#### What is needed
Collect every line of the listing below that contains the string "zebra", treating uppercase and lowercase as different.

#### Entries provided
-- -- --
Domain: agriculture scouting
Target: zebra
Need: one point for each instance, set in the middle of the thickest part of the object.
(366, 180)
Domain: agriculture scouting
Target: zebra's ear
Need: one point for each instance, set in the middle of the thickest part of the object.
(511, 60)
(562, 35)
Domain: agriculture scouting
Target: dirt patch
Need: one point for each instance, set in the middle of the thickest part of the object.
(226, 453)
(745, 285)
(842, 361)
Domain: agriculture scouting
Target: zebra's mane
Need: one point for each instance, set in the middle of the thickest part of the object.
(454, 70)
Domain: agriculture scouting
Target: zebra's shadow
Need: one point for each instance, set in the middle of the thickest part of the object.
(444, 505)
-- -- --
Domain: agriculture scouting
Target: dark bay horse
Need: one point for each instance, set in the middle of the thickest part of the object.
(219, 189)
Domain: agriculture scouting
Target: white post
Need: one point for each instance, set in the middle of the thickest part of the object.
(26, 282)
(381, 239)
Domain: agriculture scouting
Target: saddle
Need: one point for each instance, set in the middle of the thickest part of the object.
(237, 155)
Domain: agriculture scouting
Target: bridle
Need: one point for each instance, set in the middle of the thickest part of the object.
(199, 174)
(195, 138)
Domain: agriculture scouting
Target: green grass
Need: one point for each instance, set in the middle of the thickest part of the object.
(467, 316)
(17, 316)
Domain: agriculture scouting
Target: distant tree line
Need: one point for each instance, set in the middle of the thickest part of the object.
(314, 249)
-- -- --
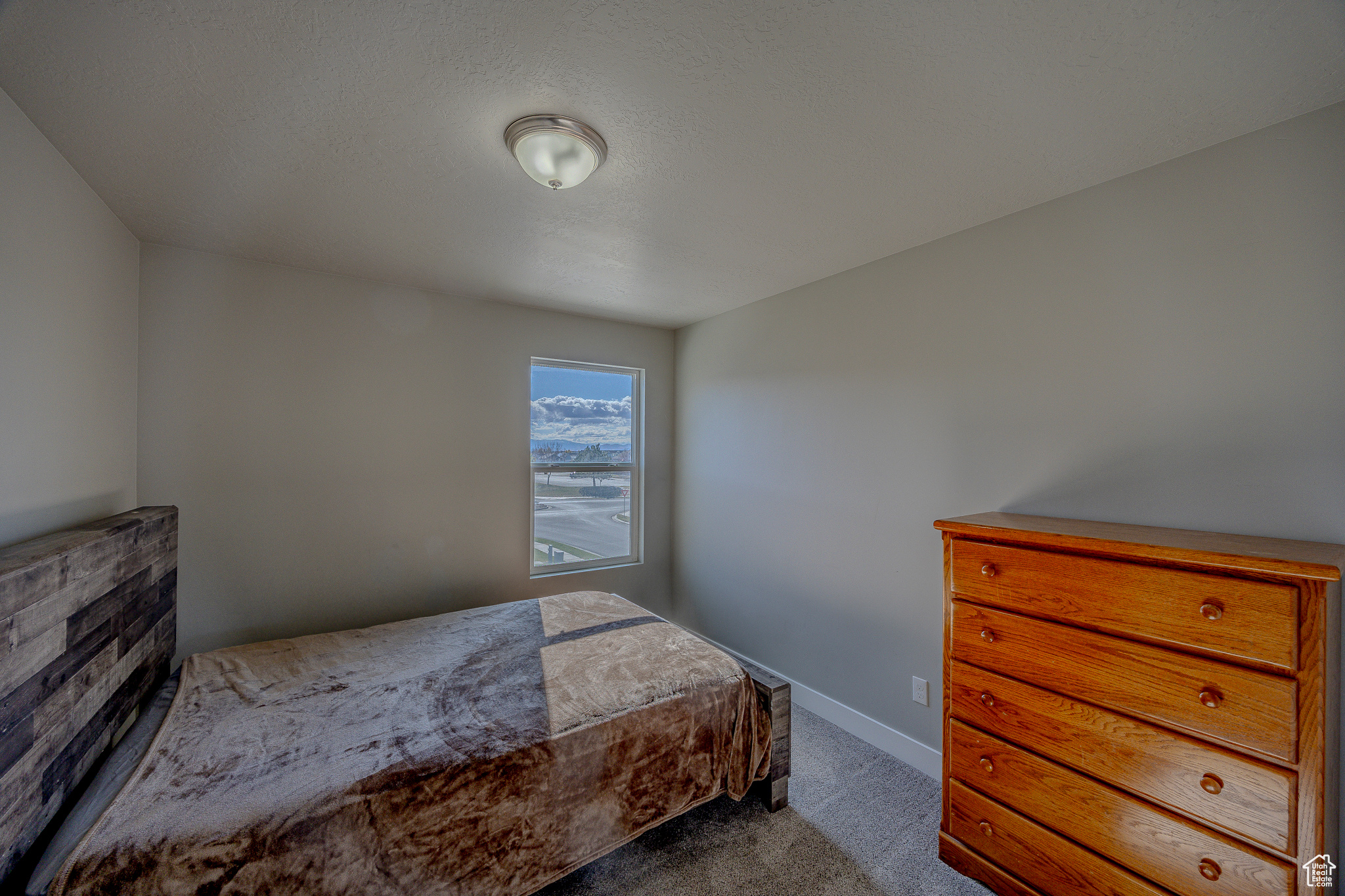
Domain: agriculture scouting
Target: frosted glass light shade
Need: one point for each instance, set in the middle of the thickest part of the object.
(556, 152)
-- -- --
#### The response
Target: zebra
Target: zebra's ear
Target: zebra's mane
Target: zebra's shadow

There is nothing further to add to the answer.